■ Directions: Write out the line with "Note: for this drill we locate the curtain rod bracket" and every later line through the end of the data below, exactly as given, with no pictures in the copy.
-- start of Task inputs --
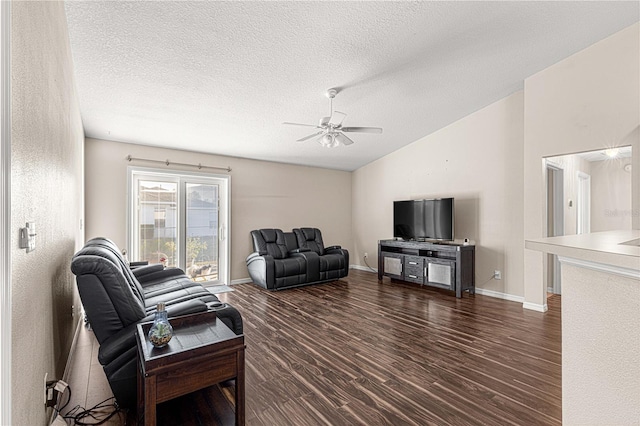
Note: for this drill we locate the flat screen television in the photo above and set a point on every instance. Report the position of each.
(423, 219)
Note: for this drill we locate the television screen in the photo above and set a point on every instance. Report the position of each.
(423, 219)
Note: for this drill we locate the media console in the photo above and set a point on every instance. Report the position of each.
(446, 265)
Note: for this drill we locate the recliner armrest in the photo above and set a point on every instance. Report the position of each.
(123, 340)
(155, 275)
(147, 269)
(300, 250)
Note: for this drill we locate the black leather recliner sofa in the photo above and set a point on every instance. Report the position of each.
(290, 259)
(117, 298)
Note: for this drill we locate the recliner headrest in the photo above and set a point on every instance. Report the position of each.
(271, 242)
(310, 238)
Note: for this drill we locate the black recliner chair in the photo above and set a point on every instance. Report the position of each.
(279, 262)
(334, 260)
(116, 299)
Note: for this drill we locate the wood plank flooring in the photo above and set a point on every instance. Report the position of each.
(356, 351)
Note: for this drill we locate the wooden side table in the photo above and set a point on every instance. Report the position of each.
(202, 353)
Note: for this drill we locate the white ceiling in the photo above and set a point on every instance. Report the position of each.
(221, 77)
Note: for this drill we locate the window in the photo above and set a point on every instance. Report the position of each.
(180, 219)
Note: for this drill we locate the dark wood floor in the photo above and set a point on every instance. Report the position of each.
(356, 351)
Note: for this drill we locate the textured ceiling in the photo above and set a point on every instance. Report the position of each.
(221, 77)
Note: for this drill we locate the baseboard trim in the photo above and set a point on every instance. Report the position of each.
(67, 368)
(72, 350)
(499, 295)
(363, 268)
(535, 307)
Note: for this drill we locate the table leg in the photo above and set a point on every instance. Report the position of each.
(150, 401)
(240, 389)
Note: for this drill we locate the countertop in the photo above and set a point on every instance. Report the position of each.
(600, 247)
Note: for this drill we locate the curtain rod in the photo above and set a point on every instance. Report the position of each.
(129, 158)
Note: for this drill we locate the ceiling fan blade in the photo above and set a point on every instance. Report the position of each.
(309, 137)
(343, 139)
(300, 124)
(362, 129)
(336, 118)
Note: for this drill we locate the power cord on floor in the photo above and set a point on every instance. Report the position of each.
(96, 415)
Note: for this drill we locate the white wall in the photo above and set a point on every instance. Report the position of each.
(610, 195)
(263, 195)
(46, 187)
(571, 165)
(478, 161)
(586, 102)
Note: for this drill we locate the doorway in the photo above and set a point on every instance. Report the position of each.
(583, 204)
(181, 220)
(555, 221)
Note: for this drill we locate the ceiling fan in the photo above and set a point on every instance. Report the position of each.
(331, 132)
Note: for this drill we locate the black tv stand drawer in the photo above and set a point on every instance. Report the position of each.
(450, 266)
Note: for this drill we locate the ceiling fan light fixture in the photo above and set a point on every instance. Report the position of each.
(329, 140)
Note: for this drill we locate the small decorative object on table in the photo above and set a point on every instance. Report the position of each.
(161, 331)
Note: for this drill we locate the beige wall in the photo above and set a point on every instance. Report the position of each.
(586, 102)
(46, 187)
(610, 195)
(478, 161)
(263, 195)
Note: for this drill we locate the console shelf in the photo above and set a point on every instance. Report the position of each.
(449, 266)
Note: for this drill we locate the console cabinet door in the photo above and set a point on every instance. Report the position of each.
(392, 264)
(441, 273)
(414, 269)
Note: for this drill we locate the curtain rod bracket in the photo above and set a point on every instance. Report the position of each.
(166, 162)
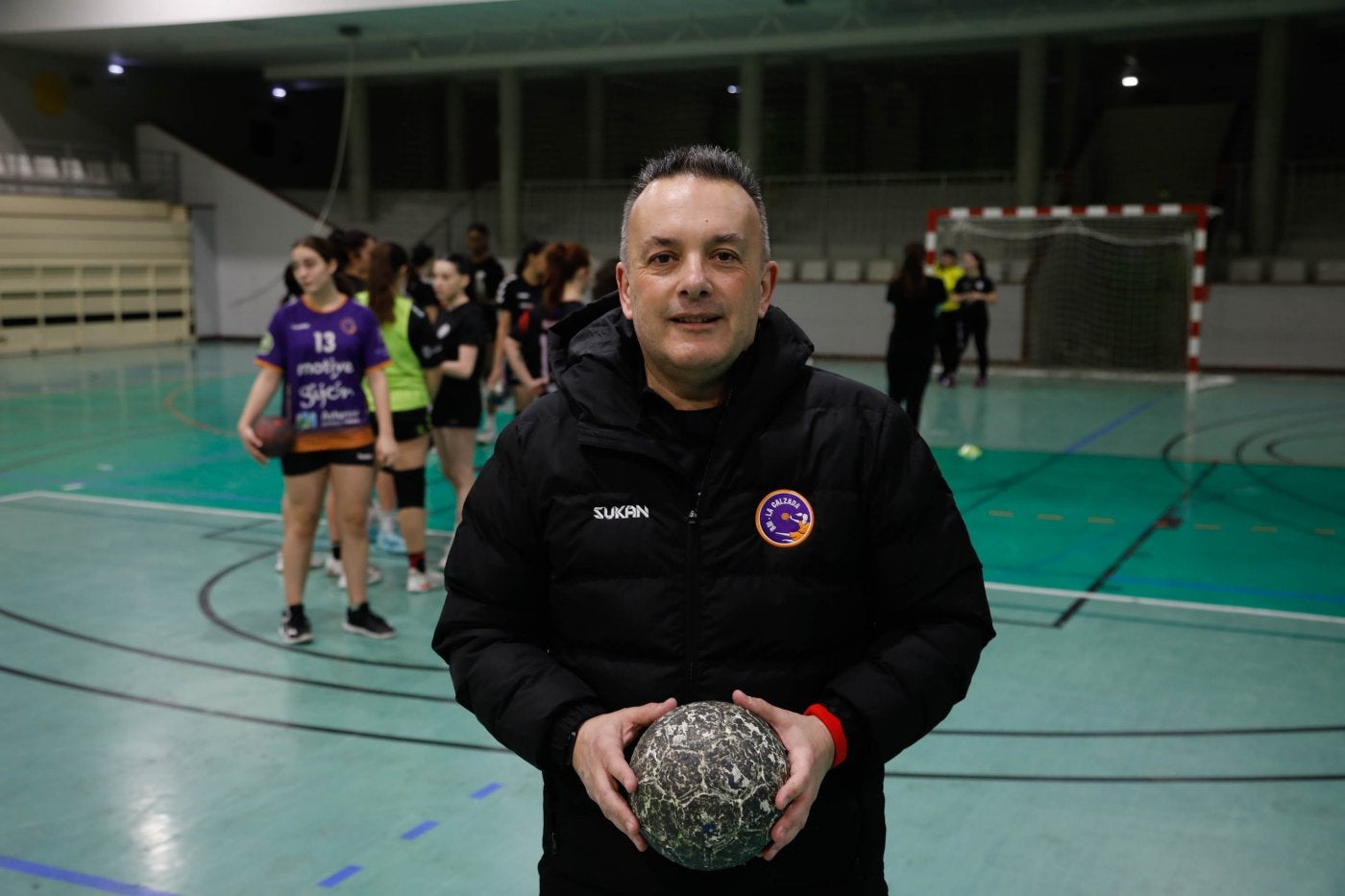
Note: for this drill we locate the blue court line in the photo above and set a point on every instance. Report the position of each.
(350, 871)
(1231, 590)
(77, 879)
(1098, 433)
(420, 829)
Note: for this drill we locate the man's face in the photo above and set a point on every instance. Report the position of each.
(448, 281)
(311, 271)
(360, 257)
(695, 282)
(535, 268)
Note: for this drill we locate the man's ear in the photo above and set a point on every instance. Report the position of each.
(769, 278)
(623, 288)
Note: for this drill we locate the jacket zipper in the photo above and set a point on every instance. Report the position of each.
(693, 561)
(693, 611)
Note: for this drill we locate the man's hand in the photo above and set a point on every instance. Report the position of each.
(600, 762)
(811, 752)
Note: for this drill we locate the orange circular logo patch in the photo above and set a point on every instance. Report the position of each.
(784, 519)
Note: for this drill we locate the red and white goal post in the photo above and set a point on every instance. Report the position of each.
(1105, 287)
-- end of Task inputs --
■ The reply:
Note: for this drill we locate the curtain rod bracket in the photo above and set a point on every instance. Report the position of each.
(166, 162)
Note: for this drill we locate the blue court line in the photo above and set a point on every instance. Report the position of each.
(350, 871)
(1231, 590)
(77, 879)
(1098, 433)
(420, 829)
Note: for this drill we locate the man's face in the photo above and set a point on every instance. Report the position of each.
(448, 281)
(311, 271)
(360, 257)
(695, 282)
(535, 268)
Note: for this drill we locate the man's ear in the photo above and set a point on every instance. Report the position of each.
(769, 278)
(623, 288)
Note: for this drill we locate the jacket zipper in the photo above and set a point on every instance. Report the position of each.
(693, 561)
(693, 611)
Note: for this drill we locate the man's hand in the photo above and set a point on every instance. Report the position of each.
(600, 762)
(811, 752)
Note: for this drill we locate the orange circular logo patch in the photo above and set a point on every instance. Report the position of each.
(784, 519)
Note: for this drill we locate the red and white goal post in the photo above and set a point on every instance. Report the position of each.
(1105, 287)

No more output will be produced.